Directions for this task -
Pull out every line below that contains the word "positive". Case matters.

Data -
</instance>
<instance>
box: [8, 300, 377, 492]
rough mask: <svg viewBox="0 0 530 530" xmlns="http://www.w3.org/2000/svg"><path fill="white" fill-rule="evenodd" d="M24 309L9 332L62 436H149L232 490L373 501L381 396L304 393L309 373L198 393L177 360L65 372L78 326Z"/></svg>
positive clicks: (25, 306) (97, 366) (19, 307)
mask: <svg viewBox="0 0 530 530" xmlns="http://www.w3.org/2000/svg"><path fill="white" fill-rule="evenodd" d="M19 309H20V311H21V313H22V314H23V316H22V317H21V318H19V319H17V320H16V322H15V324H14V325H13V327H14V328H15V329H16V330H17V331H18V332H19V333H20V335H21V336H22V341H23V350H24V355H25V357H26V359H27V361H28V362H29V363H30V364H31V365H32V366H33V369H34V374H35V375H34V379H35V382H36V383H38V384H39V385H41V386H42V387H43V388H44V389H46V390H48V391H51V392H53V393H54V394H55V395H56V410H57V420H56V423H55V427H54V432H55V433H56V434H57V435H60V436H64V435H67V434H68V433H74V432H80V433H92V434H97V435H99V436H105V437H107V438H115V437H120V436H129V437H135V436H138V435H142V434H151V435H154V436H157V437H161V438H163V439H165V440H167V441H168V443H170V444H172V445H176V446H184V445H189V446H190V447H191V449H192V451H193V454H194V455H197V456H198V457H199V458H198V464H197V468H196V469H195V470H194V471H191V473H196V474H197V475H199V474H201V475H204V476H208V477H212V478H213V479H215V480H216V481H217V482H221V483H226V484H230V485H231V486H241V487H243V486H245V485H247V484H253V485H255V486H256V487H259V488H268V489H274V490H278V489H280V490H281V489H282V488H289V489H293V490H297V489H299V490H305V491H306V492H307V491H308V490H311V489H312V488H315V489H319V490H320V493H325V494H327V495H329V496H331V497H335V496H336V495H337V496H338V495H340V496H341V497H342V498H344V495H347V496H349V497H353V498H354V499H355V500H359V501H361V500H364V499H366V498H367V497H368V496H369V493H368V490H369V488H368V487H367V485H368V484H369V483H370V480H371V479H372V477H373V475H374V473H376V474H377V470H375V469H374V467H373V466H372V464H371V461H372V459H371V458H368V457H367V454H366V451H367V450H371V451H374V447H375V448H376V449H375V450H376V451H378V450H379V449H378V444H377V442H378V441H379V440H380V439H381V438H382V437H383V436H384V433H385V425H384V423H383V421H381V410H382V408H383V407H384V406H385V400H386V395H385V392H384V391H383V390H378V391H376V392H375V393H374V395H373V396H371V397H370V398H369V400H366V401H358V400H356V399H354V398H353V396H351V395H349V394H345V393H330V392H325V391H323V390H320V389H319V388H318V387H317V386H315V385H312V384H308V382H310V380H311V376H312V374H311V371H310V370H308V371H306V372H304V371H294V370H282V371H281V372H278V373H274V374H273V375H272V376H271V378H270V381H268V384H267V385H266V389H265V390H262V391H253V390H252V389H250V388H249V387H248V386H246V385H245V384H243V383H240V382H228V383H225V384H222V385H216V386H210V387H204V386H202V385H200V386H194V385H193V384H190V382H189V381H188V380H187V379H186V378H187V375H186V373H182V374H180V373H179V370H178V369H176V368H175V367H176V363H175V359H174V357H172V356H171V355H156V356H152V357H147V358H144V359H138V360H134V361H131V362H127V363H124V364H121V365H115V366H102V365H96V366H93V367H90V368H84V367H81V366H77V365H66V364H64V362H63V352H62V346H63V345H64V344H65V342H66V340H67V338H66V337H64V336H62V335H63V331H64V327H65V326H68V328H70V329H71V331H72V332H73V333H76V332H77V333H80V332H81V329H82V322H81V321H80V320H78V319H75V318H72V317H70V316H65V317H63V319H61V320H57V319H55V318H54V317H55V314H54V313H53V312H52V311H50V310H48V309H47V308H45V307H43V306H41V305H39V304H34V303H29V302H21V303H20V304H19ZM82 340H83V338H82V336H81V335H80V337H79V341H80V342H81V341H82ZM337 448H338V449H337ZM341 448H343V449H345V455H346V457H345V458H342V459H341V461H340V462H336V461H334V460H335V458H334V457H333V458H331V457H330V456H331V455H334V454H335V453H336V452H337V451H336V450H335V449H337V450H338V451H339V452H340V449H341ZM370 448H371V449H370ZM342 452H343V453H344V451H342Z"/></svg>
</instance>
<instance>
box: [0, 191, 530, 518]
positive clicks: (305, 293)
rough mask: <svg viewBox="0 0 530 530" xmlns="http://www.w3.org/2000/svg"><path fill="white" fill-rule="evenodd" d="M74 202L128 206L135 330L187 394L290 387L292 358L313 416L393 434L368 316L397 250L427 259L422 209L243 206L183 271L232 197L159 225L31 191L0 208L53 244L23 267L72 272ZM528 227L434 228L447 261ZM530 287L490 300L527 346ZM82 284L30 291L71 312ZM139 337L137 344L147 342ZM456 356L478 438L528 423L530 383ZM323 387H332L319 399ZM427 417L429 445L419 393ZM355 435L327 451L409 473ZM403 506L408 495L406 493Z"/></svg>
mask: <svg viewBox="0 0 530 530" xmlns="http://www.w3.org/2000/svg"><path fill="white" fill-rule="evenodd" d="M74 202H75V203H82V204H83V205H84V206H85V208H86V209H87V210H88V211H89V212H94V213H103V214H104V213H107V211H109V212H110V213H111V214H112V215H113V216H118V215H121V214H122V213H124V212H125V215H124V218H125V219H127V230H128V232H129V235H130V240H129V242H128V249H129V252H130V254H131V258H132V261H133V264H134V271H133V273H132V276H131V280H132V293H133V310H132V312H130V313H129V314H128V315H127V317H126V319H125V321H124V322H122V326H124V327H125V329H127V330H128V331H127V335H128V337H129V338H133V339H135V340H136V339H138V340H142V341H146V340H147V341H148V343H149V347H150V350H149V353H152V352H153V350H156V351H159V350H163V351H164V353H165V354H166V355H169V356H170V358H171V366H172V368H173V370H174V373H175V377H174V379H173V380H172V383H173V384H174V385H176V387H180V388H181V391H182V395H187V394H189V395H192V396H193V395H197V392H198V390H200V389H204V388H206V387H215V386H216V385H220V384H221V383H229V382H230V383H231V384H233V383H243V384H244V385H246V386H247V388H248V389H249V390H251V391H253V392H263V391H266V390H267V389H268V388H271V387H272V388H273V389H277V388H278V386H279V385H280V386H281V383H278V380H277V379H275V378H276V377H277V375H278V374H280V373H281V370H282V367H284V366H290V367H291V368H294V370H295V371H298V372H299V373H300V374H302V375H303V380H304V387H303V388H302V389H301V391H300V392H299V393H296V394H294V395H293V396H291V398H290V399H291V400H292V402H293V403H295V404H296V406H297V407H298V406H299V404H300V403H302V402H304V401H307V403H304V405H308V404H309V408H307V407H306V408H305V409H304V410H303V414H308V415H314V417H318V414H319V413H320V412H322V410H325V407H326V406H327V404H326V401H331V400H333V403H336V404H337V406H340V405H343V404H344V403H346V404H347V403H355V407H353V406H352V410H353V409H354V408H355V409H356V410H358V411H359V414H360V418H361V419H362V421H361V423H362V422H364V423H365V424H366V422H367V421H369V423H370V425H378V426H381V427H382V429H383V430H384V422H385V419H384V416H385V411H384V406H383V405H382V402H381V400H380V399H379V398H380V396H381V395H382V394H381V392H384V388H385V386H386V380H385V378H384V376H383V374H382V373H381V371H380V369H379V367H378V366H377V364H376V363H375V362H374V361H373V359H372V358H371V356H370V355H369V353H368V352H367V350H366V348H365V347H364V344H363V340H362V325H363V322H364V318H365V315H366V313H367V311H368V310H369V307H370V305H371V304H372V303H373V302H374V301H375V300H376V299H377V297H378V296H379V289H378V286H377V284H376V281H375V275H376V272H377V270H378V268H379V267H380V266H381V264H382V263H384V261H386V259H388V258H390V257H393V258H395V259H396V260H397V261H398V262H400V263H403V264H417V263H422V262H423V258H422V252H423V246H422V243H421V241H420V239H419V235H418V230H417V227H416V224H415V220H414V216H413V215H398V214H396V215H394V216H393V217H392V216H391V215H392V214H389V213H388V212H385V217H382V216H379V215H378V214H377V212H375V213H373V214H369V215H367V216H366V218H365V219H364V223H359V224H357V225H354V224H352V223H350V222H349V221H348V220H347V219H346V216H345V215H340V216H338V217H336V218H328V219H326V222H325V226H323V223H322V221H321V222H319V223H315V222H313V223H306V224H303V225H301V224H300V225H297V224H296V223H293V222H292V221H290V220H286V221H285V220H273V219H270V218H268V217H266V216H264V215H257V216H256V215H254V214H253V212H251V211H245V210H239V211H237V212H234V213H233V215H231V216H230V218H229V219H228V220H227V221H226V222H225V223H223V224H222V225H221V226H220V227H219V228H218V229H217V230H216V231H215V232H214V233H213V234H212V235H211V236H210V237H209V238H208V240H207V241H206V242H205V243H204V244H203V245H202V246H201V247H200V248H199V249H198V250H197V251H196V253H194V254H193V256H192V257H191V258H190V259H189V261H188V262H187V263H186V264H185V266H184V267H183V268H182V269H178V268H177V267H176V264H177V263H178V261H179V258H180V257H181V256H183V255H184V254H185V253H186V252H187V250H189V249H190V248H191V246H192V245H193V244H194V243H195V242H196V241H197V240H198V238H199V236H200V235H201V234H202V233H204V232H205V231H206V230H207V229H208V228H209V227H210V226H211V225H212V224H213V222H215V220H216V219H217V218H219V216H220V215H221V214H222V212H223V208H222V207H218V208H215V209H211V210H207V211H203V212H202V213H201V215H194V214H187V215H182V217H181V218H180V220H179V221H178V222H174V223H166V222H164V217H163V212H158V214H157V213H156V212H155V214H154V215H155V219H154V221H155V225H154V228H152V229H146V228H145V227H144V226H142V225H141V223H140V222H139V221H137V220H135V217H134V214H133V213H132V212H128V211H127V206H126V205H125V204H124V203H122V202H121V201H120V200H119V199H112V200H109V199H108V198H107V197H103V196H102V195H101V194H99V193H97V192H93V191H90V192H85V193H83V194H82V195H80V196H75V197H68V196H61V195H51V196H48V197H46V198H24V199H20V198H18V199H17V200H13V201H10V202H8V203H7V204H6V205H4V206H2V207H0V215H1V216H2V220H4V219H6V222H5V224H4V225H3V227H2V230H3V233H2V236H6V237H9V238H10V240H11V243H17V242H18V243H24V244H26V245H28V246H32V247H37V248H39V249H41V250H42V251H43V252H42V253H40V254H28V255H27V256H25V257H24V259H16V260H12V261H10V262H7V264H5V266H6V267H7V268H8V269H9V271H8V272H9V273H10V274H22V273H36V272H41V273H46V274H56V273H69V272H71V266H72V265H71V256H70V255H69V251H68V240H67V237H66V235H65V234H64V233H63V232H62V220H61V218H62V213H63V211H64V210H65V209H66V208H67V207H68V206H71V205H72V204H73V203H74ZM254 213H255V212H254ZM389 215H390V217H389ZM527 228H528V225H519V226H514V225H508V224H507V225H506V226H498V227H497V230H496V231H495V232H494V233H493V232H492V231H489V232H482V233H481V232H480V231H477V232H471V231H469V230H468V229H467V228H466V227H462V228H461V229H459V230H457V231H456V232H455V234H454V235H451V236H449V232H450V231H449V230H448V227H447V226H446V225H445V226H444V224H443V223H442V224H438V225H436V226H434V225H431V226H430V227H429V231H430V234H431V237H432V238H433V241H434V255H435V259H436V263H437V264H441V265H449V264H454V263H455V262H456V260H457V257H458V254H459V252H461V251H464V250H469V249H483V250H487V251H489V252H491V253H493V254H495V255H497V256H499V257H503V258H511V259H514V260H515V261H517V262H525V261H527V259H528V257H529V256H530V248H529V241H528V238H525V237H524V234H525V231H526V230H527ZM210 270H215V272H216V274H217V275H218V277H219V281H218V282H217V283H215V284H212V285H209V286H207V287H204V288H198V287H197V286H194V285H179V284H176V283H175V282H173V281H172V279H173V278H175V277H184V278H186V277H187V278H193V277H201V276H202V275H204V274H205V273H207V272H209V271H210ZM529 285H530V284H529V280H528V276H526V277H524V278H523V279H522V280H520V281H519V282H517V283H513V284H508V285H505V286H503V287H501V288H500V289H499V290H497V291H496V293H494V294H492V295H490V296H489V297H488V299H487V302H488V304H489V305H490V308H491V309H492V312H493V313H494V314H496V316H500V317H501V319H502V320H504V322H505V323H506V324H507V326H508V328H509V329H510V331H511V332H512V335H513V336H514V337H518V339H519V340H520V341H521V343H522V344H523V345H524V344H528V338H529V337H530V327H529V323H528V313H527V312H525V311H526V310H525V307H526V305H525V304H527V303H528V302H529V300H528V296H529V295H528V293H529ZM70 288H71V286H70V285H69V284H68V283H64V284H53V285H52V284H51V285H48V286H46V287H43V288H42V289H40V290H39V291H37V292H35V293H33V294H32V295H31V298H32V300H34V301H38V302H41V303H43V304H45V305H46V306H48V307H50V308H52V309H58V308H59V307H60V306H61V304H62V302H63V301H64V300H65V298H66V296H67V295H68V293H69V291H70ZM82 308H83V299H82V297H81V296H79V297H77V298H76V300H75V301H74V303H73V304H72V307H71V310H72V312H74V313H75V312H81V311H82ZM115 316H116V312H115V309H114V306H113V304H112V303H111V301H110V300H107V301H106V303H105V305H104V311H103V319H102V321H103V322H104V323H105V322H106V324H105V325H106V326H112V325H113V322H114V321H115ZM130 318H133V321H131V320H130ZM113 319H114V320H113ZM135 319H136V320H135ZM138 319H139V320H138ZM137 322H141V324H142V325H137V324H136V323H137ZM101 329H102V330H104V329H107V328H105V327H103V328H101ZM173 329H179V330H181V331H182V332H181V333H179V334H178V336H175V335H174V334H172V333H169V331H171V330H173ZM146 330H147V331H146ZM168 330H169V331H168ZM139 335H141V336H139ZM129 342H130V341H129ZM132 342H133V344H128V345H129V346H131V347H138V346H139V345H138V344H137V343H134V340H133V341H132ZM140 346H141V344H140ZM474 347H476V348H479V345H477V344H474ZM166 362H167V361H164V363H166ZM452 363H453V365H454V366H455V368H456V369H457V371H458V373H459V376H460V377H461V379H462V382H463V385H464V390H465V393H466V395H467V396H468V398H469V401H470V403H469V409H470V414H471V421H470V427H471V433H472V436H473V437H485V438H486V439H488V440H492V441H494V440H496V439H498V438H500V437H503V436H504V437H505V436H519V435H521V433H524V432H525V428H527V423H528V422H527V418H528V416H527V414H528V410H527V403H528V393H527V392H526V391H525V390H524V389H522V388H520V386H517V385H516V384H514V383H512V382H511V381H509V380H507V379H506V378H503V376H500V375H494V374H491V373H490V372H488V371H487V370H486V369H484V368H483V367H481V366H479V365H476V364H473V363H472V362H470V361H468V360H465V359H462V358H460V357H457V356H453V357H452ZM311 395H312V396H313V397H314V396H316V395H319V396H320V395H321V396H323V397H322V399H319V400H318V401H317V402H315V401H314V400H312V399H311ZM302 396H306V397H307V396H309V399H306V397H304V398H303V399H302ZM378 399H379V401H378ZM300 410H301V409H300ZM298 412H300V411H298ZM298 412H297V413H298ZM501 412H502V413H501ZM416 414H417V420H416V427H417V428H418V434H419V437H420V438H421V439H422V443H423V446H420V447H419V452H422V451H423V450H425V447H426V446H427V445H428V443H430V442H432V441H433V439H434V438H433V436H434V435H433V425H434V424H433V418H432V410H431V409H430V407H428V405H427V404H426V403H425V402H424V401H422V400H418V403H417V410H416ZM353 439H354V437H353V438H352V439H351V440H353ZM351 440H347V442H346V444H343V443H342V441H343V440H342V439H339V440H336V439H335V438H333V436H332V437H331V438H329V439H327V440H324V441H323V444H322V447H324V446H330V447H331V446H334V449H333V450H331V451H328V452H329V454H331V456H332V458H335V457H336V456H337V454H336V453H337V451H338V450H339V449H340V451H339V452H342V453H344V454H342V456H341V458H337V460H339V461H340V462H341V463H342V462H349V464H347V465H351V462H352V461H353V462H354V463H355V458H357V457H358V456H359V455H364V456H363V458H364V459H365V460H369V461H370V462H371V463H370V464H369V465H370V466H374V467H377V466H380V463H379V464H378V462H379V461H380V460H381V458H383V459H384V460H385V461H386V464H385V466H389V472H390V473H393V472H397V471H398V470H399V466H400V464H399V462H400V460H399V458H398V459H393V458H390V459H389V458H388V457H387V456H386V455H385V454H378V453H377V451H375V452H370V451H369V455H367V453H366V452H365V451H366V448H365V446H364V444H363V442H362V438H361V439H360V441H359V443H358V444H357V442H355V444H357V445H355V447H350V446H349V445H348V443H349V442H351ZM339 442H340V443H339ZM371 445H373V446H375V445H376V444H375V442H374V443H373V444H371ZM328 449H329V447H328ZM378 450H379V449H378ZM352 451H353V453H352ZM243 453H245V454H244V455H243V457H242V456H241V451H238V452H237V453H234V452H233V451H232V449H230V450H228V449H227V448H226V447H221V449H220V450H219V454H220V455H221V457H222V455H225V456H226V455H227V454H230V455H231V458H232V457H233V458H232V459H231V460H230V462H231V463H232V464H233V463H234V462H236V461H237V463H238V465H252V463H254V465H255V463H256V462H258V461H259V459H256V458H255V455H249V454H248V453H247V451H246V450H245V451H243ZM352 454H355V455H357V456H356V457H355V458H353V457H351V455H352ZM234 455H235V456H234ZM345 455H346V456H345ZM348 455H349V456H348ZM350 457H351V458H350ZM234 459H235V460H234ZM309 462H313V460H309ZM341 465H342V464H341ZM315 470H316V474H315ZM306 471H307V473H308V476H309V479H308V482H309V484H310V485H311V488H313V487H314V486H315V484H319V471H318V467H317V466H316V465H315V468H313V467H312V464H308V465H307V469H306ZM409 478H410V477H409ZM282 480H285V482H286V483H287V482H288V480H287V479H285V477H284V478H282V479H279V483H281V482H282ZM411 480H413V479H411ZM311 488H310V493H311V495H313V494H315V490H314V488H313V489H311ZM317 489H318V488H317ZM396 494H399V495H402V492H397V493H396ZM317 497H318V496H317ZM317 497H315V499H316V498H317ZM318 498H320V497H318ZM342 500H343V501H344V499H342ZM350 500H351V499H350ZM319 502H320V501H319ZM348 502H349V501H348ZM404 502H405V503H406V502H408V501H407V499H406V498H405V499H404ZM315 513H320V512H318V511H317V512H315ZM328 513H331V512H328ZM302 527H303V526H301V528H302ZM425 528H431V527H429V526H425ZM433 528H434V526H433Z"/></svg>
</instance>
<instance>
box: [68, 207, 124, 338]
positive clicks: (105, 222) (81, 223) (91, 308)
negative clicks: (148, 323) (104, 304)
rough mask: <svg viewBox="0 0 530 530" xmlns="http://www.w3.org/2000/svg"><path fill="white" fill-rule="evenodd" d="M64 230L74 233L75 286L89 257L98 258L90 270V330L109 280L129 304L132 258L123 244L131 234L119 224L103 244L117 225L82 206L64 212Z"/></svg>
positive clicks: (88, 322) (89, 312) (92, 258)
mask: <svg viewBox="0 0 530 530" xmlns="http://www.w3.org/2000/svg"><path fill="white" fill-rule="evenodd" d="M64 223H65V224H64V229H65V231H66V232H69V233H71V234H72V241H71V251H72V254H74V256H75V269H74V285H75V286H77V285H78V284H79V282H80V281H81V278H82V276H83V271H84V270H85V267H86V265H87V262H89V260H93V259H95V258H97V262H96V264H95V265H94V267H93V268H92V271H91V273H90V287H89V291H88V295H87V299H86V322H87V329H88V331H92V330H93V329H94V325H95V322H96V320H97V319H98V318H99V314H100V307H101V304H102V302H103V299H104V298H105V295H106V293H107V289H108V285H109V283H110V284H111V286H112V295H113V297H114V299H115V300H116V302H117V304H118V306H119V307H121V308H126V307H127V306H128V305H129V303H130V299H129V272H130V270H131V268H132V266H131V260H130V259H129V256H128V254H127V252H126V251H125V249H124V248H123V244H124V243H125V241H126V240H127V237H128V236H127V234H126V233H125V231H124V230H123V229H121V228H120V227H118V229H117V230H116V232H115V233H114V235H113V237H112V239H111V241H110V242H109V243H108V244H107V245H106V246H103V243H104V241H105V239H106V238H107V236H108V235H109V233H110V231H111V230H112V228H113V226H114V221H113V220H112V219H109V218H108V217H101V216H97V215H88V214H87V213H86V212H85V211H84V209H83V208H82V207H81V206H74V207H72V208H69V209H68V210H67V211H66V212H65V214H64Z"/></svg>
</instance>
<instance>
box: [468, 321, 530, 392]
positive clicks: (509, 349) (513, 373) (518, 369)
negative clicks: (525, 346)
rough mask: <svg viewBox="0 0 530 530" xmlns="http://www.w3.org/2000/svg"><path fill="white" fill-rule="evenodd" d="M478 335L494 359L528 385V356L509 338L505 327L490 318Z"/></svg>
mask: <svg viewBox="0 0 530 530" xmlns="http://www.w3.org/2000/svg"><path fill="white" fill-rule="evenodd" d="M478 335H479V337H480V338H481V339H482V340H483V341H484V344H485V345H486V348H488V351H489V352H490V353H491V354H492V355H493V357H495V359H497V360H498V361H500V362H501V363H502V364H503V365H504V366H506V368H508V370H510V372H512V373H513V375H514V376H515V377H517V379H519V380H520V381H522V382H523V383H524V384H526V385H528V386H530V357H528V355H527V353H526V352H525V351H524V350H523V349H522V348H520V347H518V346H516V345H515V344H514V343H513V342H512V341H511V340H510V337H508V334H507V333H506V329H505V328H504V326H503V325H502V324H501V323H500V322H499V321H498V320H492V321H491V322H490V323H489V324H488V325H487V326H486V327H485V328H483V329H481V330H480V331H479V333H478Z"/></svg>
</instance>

Solution to this task -
positive clicks: (25, 306) (97, 366) (19, 307)
positive clicks: (305, 293)
positive clicks: (105, 222) (81, 223) (91, 308)
positive clicks: (88, 322) (89, 312) (92, 258)
positive clicks: (509, 349) (513, 373) (518, 369)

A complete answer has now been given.